» **Records provided**
>> Start

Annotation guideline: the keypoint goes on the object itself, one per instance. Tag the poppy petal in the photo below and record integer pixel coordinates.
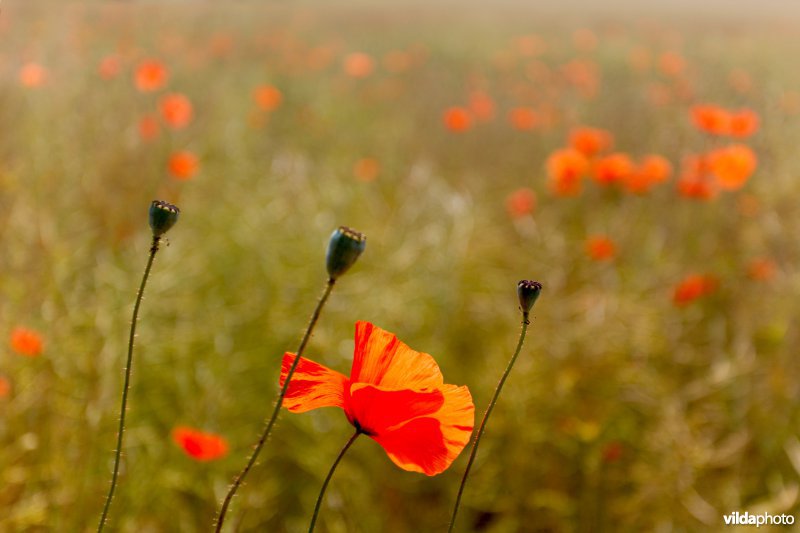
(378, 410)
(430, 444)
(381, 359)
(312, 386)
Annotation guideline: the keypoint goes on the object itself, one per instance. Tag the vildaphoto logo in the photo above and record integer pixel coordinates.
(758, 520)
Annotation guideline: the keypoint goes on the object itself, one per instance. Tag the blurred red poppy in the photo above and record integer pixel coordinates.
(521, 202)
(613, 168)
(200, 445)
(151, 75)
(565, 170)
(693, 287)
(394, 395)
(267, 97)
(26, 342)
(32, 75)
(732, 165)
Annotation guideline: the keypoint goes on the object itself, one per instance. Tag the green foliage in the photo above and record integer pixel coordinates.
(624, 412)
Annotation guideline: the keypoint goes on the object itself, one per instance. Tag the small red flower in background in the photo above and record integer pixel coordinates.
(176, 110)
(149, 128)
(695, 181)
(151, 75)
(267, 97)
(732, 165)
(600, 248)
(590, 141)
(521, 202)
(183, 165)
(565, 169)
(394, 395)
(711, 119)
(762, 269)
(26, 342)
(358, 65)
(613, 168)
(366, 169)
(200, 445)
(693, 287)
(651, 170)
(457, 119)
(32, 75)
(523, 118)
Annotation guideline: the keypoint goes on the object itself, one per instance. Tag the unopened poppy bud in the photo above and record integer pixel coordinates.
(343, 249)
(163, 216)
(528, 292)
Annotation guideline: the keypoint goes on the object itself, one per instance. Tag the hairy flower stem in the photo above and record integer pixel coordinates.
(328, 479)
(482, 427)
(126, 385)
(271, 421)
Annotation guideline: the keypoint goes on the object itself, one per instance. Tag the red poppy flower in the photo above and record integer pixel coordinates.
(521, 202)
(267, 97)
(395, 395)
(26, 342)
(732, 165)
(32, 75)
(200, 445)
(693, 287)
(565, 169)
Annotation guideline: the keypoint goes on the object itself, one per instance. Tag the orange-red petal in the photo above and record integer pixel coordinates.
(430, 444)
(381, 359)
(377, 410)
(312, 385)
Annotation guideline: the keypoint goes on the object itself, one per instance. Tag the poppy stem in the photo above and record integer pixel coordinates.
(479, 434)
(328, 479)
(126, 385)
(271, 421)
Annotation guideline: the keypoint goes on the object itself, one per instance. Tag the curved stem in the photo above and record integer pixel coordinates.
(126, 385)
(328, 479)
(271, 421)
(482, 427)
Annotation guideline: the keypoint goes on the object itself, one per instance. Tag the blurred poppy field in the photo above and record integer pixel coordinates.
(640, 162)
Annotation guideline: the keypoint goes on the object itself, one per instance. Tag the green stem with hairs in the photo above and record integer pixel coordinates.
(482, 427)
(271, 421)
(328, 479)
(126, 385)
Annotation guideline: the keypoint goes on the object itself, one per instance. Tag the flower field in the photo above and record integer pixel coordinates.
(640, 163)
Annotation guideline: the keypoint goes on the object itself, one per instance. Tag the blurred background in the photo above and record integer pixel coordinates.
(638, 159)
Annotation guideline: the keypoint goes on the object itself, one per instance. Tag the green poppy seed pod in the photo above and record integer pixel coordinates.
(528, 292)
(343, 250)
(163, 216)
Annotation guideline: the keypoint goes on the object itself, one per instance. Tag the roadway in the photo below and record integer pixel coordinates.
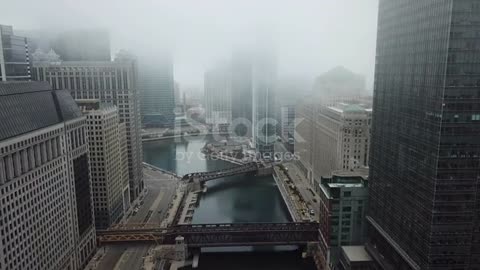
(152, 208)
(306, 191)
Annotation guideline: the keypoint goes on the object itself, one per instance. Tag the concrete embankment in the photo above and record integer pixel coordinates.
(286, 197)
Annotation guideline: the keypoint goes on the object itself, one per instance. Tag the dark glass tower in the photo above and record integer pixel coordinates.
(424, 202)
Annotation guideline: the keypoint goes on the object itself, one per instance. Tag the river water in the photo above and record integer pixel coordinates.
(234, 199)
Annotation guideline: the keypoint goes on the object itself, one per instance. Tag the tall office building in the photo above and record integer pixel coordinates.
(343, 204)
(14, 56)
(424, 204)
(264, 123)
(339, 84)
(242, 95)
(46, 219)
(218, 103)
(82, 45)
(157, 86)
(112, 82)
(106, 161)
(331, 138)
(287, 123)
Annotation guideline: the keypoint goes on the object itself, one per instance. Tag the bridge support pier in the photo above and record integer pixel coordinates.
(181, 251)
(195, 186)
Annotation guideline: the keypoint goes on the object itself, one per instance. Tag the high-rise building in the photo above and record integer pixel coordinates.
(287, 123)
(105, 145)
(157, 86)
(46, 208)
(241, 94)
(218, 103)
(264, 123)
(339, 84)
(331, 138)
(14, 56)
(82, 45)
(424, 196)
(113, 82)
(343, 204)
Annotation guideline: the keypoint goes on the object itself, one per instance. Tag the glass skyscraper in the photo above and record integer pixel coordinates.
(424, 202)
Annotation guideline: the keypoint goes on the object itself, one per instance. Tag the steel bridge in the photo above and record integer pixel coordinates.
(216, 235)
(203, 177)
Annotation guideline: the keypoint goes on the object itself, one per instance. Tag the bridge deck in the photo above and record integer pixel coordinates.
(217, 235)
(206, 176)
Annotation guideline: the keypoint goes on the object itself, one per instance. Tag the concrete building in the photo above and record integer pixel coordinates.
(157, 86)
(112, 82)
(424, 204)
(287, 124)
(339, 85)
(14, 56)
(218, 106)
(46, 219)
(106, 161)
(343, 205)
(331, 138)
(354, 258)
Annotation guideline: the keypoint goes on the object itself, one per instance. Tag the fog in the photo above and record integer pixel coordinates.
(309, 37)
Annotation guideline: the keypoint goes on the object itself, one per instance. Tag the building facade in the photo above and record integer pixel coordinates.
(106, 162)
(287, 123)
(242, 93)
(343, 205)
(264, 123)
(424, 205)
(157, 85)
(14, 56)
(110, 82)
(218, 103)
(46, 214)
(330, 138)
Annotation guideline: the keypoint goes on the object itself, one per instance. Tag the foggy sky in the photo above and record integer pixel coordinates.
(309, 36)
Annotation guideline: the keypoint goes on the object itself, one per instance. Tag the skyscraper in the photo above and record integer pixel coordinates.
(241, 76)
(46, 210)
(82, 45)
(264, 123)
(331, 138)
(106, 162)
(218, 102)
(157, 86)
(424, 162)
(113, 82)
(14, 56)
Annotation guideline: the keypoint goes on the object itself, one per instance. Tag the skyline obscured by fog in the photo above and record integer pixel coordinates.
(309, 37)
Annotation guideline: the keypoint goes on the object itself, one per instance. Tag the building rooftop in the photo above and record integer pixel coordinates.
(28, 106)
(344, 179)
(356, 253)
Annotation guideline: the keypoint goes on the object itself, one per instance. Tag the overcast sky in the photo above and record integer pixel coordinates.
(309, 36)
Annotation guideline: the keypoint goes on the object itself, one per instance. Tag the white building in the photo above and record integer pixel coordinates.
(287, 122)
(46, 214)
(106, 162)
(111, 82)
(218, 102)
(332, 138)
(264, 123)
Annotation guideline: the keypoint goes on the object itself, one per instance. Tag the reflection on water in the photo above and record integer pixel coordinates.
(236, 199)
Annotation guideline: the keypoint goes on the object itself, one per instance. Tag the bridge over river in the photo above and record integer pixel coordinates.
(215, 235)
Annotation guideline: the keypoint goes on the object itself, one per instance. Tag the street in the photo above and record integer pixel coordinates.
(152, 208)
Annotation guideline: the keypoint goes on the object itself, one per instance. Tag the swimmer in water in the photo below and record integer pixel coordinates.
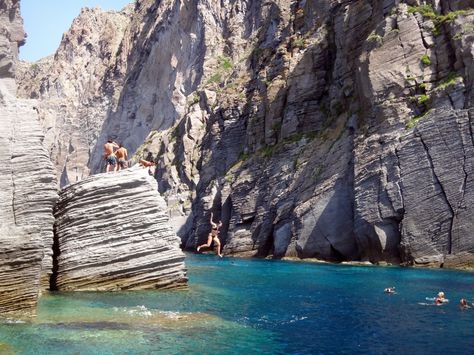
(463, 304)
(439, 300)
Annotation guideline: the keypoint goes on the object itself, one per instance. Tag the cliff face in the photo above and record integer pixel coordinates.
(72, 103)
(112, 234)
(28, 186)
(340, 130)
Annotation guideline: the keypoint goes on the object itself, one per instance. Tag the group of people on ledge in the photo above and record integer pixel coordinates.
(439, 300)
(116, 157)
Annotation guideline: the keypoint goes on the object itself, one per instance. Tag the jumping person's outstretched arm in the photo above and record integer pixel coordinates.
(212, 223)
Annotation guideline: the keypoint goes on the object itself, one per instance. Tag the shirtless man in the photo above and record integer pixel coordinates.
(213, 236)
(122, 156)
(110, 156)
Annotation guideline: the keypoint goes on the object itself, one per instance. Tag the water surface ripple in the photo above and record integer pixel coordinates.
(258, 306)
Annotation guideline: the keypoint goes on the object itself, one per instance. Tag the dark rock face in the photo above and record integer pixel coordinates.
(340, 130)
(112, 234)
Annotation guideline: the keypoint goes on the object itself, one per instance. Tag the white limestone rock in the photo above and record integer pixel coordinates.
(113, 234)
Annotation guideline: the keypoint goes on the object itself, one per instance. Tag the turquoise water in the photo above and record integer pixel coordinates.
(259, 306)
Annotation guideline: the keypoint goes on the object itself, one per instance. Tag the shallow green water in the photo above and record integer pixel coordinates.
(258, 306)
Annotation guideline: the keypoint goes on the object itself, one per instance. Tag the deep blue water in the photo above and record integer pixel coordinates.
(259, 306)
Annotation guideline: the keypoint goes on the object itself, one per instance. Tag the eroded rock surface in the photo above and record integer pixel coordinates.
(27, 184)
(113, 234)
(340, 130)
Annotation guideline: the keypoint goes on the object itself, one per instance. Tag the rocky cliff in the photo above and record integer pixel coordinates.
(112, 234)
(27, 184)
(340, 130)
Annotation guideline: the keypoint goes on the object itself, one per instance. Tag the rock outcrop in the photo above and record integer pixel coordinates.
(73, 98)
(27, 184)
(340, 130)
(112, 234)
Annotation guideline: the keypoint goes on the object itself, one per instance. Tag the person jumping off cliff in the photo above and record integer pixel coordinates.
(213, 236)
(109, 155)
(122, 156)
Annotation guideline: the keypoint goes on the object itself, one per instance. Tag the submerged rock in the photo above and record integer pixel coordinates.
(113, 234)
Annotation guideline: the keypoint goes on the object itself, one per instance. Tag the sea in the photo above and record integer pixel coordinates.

>> End

» **Exercise prompt**
Copy the part of the listing that opens with the line containing "Tag the person" and runs through the end of the listing, changing "submerged rock" to "underwater rock" and leaving everything else as it stands.

» **Right answer**
Annotation guideline: the keypoint goes on the object itself, one per instance. Tag the person jumping off cliff in the photo above and record integer pixel coordinates.
(213, 236)
(109, 155)
(122, 156)
Annotation guideline: the keypoint goes on the object itself, one per instance. Tag the underwater rock in the photo above and record integer pixel coordinates.
(113, 234)
Annotation guideline: the keypoint goes on the object itself, one per instance. Tag the sea in the photo above and record integer pixel coordinates.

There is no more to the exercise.